-- begin Supplied passage --

Published August 09, 2011
In a Godzilla vs. Mothra-style Philly Cheesesteak vs. New Orleans Po’ Boy throw-down for the title of greatest sandwich, “Po’ Boys would be Godzilla,” says New Orleans food writer, Lorin Gaudin. “Because Godzilla always wins.” Yeah, but Mothra was never a cheesesteak. And neither was Ben Franklin.
“Franklin was a good guy, not taking anything away from him, but he’s not as popular as cheesesteak,” says Carolyn Wyman author of The Great Philly Cheesesteak Book, a guide to city’s best cheesesteak stands. Philadelphia boasts his gravesite, national memorial and The Franklin Institute Science Museum but “people come here to eat a cheesesteak, see the Liberty Bell and Ben Franklin, in that order,” she says.
You’d think a Debris Po’ Boy would provide a Kumbaya-moment, where sandwich partisans could find common ground. It’s made from swiss cheese and the bits (“debris”) that fall off roast beef and some compare it to a cheesesteak. ‘Some’ being people who don’t know cheesesteaks, Philadelphians would say.
Po’ boys [debate still rages as to whether it’s “poor boy” or “poh boy”] are traditionally filled with fried seafood or roasted meat. Things like oysters, catfish, shrimp with fried green tomatoes, soft-shelled crab, roast beef, sausage links and cochon de lait (suckling pig). But these days you can get everything from Vietnamese po’ boys to ones filled with veal parmesan.
Unlike most sandwiches, a po’ boy is defined by its outside, not its inside. Its baguette-style French bread is the key. And don’t ever call it a “roll.” It’s not French bread it’s New Orleans French bread, explains Gaudin who also runs Five-Oh-Fork, a chef-based social media company. “It’s a creature unto itself,” she says, with a thinner, flakier crust than typical French bread and a cottony interior. Vietnamese po’ boy makers add rice flour to the wheat which lightens the bread even more.
A po’ boy in one hand and a beer in the other, says Gaudin. “Was there ever more a perfect convenience food?” Yes, says Wyman. Yes, there is.

-- end Supplied passage --
-- begin Extracted information --

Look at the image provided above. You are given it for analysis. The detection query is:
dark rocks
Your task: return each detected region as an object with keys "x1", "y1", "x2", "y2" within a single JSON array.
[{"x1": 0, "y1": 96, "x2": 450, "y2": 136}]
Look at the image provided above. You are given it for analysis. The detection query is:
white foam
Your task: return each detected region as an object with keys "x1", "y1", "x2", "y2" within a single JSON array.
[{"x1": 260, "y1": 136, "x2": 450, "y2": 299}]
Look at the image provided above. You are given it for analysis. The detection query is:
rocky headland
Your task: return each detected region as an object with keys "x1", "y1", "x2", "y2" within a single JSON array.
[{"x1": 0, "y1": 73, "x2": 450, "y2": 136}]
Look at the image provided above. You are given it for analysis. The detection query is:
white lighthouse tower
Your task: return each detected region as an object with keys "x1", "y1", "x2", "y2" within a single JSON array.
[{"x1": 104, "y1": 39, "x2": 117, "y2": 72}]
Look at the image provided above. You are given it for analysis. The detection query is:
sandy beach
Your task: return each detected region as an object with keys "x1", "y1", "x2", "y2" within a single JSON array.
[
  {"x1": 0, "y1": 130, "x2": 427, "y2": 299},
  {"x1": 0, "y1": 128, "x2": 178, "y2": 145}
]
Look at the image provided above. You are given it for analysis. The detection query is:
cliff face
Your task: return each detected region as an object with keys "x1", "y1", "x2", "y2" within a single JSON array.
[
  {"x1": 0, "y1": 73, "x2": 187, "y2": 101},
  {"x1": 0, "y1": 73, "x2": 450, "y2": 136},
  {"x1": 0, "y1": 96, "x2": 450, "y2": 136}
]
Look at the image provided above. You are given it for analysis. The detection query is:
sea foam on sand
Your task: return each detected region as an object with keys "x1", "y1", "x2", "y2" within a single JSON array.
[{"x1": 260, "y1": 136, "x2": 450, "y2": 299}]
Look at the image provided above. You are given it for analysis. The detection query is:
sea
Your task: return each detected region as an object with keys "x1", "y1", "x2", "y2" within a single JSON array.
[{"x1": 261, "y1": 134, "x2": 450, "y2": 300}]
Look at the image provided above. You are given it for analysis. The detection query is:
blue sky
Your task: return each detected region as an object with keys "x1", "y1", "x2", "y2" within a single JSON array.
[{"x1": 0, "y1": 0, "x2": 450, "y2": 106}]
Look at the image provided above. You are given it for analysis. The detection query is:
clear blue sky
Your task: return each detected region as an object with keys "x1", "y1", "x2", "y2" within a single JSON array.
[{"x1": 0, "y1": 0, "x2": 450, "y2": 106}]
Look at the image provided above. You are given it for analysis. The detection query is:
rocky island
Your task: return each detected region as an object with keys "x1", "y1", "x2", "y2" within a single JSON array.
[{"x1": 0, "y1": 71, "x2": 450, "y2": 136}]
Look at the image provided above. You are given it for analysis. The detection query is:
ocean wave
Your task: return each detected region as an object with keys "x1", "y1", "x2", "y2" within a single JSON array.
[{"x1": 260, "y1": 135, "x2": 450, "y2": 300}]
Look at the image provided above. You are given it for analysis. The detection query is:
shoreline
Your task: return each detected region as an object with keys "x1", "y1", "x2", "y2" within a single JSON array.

-- end Extracted information --

**Exercise requirements**
1. Answer these questions from the sandwich article:
(a) What is the title of the book Carolyn Wyman wrote?
(b) What two things is a Debris Po' Boy made from?
(c) What do Vietnamese po' boy makers add to the wheat in their bread?
2. According to the sandwich article, why does Lorin Gaudin say po' boys would be Godzilla in a contest against the cheesesteak?
3. Rewrite the part of the sandwich article starting at "Po’ boys [debate" and ending at "with veal parmesan.", putting "clams" in place of "oysters".
The items above are separate material and are not part of the sandwich article.

**Exercise solutions**
1.
(a) The Great Philly Cheesesteak Book
(b) Swiss cheese and the bits that fall off roast beef
(c) Rice flour

2. Gaudin says po' boys would be Godzilla because Godzilla always wins, so in her view the po' boy would win the title of greatest sandwich.

3.
Po’ boys [debate still rages as to whether it’s “poor boy” or “poh boy”] are traditionally filled with fried seafood or roasted meat. Things like clams, catfish, shrimp with fried green tomatoes, soft-shelled crab, roast beef, sausage links and cochon de lait (suckling pig). But these days you can get everything from Vietnamese po’ boys to ones filled with veal parmesan.